Brief –
Pictures aside, write out every record exactly as it appears.

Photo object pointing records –
+-------+

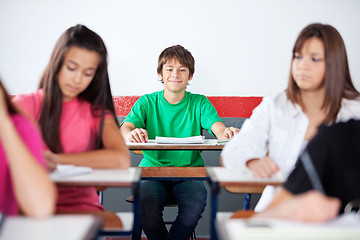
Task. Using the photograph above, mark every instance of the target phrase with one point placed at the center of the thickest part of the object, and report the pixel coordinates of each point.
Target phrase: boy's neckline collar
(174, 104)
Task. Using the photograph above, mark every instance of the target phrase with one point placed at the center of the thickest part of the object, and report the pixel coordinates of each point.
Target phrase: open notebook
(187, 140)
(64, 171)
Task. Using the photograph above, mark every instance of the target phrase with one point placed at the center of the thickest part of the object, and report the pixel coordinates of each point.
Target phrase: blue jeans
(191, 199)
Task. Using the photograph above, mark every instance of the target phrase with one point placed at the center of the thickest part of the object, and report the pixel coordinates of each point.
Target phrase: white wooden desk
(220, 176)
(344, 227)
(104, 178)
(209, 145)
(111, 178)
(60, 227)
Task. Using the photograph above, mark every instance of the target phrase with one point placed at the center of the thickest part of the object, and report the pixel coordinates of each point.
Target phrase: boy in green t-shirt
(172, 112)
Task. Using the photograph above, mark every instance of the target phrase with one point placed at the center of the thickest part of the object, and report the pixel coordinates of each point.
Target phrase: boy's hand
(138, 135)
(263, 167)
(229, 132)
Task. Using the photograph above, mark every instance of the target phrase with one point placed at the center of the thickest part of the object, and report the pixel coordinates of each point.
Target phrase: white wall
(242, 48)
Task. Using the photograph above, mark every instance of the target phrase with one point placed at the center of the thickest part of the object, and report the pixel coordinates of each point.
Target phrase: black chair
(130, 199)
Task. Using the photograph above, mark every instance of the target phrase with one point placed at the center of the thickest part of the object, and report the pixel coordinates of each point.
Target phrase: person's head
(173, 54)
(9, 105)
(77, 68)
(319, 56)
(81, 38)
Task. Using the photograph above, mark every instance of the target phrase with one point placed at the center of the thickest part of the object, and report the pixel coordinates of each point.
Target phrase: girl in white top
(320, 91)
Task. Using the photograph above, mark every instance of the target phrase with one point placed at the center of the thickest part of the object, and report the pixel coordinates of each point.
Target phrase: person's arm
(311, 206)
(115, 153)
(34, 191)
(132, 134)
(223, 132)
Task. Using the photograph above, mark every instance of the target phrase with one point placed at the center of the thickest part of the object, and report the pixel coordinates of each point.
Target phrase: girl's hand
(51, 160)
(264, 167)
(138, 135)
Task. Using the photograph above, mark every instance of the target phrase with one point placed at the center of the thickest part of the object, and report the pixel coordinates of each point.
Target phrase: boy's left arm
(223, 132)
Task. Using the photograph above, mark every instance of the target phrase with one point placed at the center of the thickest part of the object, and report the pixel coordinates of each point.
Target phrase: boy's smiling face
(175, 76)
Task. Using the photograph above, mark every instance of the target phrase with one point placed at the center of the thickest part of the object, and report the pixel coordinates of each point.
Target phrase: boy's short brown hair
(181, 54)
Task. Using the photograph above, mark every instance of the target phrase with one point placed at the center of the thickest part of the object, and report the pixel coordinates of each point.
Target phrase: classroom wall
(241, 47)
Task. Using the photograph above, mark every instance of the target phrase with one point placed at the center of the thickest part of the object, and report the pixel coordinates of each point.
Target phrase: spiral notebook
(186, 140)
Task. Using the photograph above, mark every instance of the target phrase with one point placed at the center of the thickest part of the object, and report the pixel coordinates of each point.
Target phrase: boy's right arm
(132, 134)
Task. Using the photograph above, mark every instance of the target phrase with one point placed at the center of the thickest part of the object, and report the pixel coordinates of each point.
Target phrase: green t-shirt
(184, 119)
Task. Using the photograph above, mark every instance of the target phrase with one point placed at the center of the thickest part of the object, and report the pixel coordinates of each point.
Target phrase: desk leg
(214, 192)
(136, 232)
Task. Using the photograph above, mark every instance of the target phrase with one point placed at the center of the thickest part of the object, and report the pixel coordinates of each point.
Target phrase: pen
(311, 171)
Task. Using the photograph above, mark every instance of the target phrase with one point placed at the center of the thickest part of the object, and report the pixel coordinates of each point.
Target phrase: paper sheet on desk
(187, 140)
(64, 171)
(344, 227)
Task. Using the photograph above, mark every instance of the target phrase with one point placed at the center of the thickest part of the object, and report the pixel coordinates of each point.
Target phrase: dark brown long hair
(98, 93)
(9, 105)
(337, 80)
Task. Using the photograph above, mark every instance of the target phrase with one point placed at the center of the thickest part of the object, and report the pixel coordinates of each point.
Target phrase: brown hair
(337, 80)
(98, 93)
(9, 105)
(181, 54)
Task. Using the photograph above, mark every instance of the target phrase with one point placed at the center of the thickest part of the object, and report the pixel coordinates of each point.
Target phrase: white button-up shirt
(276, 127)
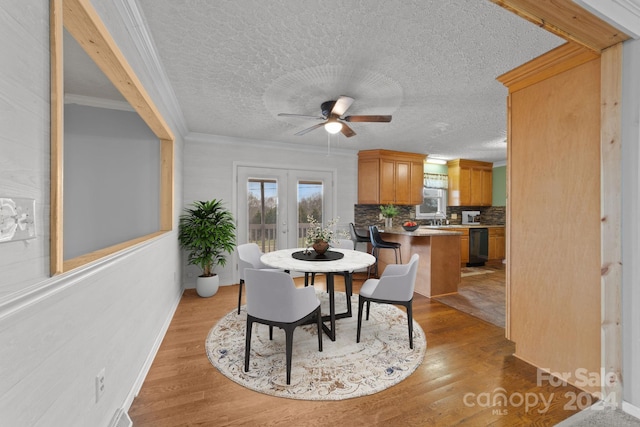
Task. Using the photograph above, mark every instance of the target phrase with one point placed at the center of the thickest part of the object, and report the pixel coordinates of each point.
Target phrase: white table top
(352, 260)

+-------+

Correct result –
Task. Using the photograph above, mark every instance of the target phrase with one point placed at the center of the thickest part of the object, and report the pixel coordinates of each point.
Target phrase: boy's neckline collar
(174, 104)
Task. Using the photograph above, mark every instance of the target phrase with one point placed at the center of the thickest part of the object, and report the pixel coordinates of each point.
Target phrase: open notebook
(187, 140)
(64, 171)
Task. Using the photograph above, mark every instance of the target phrase with one point placed at the center of the thickest part of the object, and report the pixel coordinates of each point.
Target phrase: blue jeans
(191, 199)
Task. Using the photograph above, mark every instance of the target phrase with one point placed at the center of the thickest part of the object, and report the pixel coordinates of each point.
Target phrase: white wooden desk
(220, 176)
(344, 227)
(104, 178)
(209, 145)
(111, 178)
(60, 227)
Task. Using the photograph above, mark every instance of the target phrase with one point placed at the center of the thickest part of the object, and report the pixel coordinates of each point.
Target phrase: boy in green t-shirt
(172, 112)
Task. Using the photograph above, mark every instance of the target phrase with one point placed at the center of the thickest part of the object, and report the pixel coordinates of each point.
Target phrase: boy's hand
(138, 135)
(263, 167)
(229, 132)
Task. Using the photograph above, mark every instance of the target phrase with one point placed at the center of the thickest part of the object, and report the pixel coordinates of each point.
Target phrase: white wall
(242, 48)
Task. Using the photograph above, mark every instance of the target phrase with one point placed at the center of the thickest part of the object, and report the pixel coordinates of each point.
Target phrase: black chair
(130, 199)
Task. Using the photograph above, mark every instance of the target phrase with one point placed at the center of the thickest part of the object, and report the pixel coordinates of each point.
Target phrase: person's head
(173, 54)
(9, 105)
(77, 68)
(319, 56)
(81, 38)
Task. Using the photograph above, mark every instance of the target phrase with one point placed at the center of the thickest part of the object, and report the pixel coordinates of each point.
Target phrase: girl in white top
(320, 91)
Task. Using the photograph above, mark every instance of the target phrase with one point placed at the center of the thickest part of the object, and report the pixel coordinates of each point.
Target phrase: person's arm
(311, 206)
(115, 153)
(34, 191)
(132, 134)
(223, 132)
Task. Using the photograph above, mark every instance of the target phrase with one point placed at the center of the thickest part of the object, and report the pixel coordinates of each point.
Target phrase: girl's hand
(51, 160)
(264, 167)
(138, 135)
Task. Using the photograph above, mark every instance of the target phrase with one point placed at the center of the thickest part of the object, and report the pixel coordinates of each point.
Target phrase: boy's left arm
(223, 132)
Task. Using the photograph above, mark every instance of the target phrase with one point placed at the center of the thickest part of the object, and report the pixel coordinates of each point.
Target phrase: boy's smiling face
(175, 76)
Task. Using the photograph above, mark every instance of the target phrase with one point placed at the center of the thickest part of the object, and report the pixel coordinates of each point.
Target phrase: boy's short brown hair
(181, 54)
Task. Using the photograph above, mark every instance of the target phrase with one point placed at the center of the thickest part of the object, and report the pixel coordinates of each point.
Target phrase: classroom wall
(241, 47)
Task. Using the photograph above, mark every instance of the target phrase with one point placed at the center of the thickest part of the object, and report the pixel coordinates of each point.
Target phrase: spiral notebook
(186, 140)
Task. Using the photograph above, mark every instance of the target phrase with one point placed at the center of the thickest part of the object, and report the pixel coordinates of each point.
Target phrase: boy's right arm
(132, 134)
Task. Using the photograph above, mark every instance of the target phrase with one point placed at the center of the thickest part of the object, and report the pixel coordinates of each point.
Target phrase: green t-shirt
(184, 119)
Task. Using the photograph above, mark every instance of the target phrase with one point placed at the center of the thickest part of the object, and report the pixel coordinates of each point.
Target phrase: desk leg
(214, 192)
(136, 232)
Task. Using the photograph above, mark every instance of the target phrase with one point placed at the center of the thickest part of the object, and report the pixel coordinates of each point.
Target phrase: pen
(311, 171)
Task. Using the photograph above, mark every instance of the target phrase with one point placed at the center of the thickest part of the object, and report the pixel coordinates of each point.
Target phrase: paper sheet on desk
(187, 140)
(64, 171)
(344, 227)
Task. Using the photograph above, mark every instance of the target phrase with one point placed at the center of the thickest part of the object, and report the pixel coordinates of each point.
Target phrase: dark brown long hair
(98, 93)
(9, 105)
(337, 80)
Task. Using the photograph above, mark every instance of the target phrase with one point placed at the center of the thickest part of the object, and report the pixel coordinates of each point.
Target phrase: brown hair
(337, 80)
(98, 93)
(9, 105)
(181, 54)
Task. Using the photograph above, mark every instance of the target phrase with one point placed at the center of the thickest part of the object, and report the pixel coordinates of each point.
Target phrase: white button-up shirt
(276, 127)
Task. Using the photograph above, mark every instance of the target phrase with one point placed at the center of the thickest part of the object, and report the pixel coordinates of each point.
Target phrase: white table top
(352, 260)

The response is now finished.